Request
Repeat exactly the lines from the line containing "Find the black" to the last line of the listing, including both.

Rows

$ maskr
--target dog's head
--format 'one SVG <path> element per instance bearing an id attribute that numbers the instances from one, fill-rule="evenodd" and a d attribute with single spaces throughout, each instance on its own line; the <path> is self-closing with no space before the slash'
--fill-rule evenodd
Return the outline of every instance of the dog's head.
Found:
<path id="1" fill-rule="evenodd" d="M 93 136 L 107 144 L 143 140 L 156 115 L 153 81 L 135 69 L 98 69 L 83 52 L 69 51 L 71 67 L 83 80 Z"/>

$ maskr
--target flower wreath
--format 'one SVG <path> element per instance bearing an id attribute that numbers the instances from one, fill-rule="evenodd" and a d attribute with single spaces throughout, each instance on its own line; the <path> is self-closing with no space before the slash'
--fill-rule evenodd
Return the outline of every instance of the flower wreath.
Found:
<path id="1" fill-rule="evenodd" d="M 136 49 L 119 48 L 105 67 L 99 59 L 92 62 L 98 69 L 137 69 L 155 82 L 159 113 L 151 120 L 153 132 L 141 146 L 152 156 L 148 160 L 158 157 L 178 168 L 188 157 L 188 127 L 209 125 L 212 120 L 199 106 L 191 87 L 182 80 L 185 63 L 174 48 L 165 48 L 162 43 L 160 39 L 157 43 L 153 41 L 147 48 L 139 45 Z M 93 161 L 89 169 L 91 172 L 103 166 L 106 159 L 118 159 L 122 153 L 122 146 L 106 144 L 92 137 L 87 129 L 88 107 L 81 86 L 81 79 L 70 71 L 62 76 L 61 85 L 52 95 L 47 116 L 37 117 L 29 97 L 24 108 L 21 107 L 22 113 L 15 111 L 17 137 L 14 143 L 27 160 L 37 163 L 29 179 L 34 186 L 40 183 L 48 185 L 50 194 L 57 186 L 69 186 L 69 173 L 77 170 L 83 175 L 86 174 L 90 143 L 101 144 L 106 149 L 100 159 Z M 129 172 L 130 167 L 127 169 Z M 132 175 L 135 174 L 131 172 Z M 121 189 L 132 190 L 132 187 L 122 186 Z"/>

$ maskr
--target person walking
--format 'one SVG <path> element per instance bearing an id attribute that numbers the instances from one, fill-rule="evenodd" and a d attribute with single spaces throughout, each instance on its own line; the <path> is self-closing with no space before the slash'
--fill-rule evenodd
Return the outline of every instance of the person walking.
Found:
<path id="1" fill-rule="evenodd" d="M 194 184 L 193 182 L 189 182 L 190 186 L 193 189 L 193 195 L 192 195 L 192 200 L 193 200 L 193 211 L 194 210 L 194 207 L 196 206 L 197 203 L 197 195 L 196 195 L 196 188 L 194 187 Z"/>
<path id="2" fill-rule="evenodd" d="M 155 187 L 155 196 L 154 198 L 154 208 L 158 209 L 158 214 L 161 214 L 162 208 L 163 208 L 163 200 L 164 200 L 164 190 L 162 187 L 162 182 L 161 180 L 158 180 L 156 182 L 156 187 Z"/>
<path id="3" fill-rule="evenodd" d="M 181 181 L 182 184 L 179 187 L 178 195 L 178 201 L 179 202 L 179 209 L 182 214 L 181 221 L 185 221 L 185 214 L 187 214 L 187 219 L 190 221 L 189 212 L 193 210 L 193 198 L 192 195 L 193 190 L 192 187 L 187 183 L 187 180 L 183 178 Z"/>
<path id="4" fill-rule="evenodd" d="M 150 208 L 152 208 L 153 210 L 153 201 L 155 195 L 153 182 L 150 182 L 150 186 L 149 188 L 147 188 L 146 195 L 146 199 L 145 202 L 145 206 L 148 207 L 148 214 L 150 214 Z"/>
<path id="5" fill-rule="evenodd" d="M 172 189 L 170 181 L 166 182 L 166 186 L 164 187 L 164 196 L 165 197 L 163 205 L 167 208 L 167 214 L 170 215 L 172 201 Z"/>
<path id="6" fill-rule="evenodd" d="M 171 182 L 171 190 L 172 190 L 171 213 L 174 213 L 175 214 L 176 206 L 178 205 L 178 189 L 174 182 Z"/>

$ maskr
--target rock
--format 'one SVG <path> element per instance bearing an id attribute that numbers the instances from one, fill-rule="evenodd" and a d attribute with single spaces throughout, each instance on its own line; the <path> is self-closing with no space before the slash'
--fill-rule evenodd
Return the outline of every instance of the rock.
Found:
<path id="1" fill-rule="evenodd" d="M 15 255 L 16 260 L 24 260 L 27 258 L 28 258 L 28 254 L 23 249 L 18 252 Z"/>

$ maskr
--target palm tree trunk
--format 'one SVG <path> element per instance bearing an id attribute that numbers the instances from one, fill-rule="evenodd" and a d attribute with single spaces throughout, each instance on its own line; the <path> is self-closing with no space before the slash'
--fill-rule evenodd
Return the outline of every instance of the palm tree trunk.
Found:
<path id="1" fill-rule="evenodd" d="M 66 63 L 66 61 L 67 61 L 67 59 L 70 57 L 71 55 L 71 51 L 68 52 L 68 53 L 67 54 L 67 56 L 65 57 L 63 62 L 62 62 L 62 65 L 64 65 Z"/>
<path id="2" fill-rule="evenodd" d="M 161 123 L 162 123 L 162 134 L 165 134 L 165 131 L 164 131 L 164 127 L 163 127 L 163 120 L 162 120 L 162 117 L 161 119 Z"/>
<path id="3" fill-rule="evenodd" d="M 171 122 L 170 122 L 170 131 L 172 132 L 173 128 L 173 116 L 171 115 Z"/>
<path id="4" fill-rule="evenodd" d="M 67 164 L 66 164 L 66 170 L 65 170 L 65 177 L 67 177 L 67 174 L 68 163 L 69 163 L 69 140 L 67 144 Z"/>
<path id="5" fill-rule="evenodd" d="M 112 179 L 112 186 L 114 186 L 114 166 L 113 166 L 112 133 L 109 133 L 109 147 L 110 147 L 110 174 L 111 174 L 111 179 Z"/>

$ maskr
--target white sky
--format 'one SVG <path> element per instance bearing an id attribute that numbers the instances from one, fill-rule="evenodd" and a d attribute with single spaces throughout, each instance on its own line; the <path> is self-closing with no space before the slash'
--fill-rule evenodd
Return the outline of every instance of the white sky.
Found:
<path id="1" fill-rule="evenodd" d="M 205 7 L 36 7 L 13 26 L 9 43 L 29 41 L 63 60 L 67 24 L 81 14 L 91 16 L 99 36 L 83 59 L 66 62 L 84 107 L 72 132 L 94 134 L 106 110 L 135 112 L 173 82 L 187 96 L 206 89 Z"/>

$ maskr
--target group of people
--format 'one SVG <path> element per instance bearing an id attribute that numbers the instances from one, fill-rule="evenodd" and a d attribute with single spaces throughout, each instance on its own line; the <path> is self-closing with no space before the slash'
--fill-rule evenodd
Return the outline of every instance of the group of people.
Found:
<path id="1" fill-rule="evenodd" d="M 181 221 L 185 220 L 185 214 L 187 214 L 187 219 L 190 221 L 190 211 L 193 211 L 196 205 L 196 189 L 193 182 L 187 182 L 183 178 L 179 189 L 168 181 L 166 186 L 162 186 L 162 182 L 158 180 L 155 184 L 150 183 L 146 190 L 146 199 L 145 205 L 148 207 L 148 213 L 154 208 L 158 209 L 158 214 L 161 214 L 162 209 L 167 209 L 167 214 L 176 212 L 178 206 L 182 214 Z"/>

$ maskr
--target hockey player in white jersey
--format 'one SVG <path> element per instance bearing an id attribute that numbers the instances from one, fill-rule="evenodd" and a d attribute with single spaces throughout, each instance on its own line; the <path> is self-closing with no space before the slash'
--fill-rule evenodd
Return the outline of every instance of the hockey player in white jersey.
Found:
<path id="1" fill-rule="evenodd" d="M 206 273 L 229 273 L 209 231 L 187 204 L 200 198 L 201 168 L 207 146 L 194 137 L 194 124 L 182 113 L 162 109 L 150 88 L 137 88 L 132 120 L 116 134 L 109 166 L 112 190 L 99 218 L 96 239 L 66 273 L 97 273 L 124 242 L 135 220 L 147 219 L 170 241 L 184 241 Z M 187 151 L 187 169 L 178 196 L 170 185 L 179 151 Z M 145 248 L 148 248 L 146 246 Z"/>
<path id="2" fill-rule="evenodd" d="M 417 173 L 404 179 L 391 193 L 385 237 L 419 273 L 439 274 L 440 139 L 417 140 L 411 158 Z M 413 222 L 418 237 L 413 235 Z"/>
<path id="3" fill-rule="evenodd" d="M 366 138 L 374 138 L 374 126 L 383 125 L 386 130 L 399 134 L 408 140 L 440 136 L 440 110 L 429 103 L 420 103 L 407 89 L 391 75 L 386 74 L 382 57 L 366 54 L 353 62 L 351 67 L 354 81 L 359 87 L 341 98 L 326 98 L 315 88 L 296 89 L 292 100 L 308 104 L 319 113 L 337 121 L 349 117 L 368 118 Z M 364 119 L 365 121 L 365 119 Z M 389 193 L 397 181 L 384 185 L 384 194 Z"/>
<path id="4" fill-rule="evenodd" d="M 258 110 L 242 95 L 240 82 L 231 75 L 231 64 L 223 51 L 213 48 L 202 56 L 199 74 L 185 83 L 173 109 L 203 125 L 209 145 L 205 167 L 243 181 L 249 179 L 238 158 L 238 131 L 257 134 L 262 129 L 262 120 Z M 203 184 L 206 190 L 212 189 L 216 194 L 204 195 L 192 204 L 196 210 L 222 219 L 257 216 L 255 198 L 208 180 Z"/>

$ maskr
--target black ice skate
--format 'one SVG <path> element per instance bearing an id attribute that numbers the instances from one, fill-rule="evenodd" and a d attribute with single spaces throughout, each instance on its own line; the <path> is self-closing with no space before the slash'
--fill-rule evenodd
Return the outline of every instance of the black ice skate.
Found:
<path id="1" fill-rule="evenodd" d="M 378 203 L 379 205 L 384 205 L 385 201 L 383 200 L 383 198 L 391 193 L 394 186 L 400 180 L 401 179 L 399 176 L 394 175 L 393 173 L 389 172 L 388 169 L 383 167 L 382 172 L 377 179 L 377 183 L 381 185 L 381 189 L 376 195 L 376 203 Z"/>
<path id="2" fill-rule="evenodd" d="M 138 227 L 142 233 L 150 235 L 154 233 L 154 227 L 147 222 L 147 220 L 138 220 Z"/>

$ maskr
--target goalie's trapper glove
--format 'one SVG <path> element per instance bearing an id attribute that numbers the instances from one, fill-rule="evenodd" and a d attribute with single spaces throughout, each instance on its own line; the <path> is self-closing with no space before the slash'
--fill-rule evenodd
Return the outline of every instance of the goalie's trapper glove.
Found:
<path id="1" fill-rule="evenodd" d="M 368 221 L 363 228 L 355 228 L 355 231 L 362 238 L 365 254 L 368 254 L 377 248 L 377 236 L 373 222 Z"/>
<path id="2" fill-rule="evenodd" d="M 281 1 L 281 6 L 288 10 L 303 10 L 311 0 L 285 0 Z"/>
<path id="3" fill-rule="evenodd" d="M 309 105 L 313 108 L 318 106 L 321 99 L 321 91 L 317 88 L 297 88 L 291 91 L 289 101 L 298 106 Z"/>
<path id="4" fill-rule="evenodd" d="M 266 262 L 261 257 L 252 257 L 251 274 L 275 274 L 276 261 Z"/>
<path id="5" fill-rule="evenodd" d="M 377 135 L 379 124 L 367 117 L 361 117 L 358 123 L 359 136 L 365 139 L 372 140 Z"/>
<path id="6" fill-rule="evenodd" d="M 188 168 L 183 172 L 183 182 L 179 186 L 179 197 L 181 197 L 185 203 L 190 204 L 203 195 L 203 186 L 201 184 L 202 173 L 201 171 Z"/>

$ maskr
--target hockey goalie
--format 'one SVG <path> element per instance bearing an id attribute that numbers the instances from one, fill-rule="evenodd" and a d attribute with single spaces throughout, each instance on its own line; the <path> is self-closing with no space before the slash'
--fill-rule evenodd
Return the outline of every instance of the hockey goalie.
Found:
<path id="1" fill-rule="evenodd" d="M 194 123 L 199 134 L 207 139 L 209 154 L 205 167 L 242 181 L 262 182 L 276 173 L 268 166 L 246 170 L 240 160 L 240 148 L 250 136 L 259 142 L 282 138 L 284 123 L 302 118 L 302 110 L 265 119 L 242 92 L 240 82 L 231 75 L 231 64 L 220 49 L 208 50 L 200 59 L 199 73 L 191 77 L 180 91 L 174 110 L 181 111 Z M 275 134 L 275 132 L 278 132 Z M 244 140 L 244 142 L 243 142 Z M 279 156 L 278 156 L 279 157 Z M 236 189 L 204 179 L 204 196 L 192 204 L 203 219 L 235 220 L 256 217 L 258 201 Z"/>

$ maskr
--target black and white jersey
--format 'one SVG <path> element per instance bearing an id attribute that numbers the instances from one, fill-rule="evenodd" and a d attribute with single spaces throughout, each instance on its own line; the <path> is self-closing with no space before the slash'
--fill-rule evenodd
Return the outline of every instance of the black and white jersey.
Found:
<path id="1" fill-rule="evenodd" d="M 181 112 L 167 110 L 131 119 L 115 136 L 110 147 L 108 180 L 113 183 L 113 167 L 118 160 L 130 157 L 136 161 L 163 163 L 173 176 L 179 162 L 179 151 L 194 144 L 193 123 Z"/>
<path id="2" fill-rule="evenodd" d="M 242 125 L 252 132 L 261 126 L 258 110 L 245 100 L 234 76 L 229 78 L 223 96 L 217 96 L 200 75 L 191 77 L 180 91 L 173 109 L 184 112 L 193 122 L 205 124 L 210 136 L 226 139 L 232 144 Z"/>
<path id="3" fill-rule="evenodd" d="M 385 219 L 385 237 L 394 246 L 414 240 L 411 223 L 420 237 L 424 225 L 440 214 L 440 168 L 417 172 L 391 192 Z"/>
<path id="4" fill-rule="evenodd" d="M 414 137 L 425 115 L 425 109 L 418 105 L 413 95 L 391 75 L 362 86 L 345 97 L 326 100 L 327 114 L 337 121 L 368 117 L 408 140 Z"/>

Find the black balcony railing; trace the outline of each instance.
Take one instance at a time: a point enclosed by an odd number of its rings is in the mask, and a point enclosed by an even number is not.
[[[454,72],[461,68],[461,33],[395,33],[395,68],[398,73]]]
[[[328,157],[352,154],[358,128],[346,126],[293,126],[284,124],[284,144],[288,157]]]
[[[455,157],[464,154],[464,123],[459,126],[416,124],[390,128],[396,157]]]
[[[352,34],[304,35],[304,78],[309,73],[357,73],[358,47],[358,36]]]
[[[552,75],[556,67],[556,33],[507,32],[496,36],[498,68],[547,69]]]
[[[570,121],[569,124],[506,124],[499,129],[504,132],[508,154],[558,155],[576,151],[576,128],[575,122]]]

Task output
Find the black balcony railing; trace the outline of each instance.
Take one instance at a time: a point enclosed by an odd number of its rings is in the mask, and a point enclosed by an even number is not.
[[[454,72],[461,68],[461,33],[395,33],[395,68],[398,73]]]
[[[328,157],[352,154],[358,128],[346,126],[293,126],[284,124],[284,144],[288,157]]]
[[[455,157],[464,154],[464,123],[459,126],[416,124],[390,128],[396,157]]]
[[[352,34],[304,35],[304,78],[309,73],[357,73],[358,47],[358,36]]]
[[[552,75],[556,67],[556,33],[507,32],[496,36],[498,68],[547,69]]]
[[[570,121],[569,124],[506,124],[499,129],[504,132],[508,154],[558,155],[576,151],[576,128],[575,122]]]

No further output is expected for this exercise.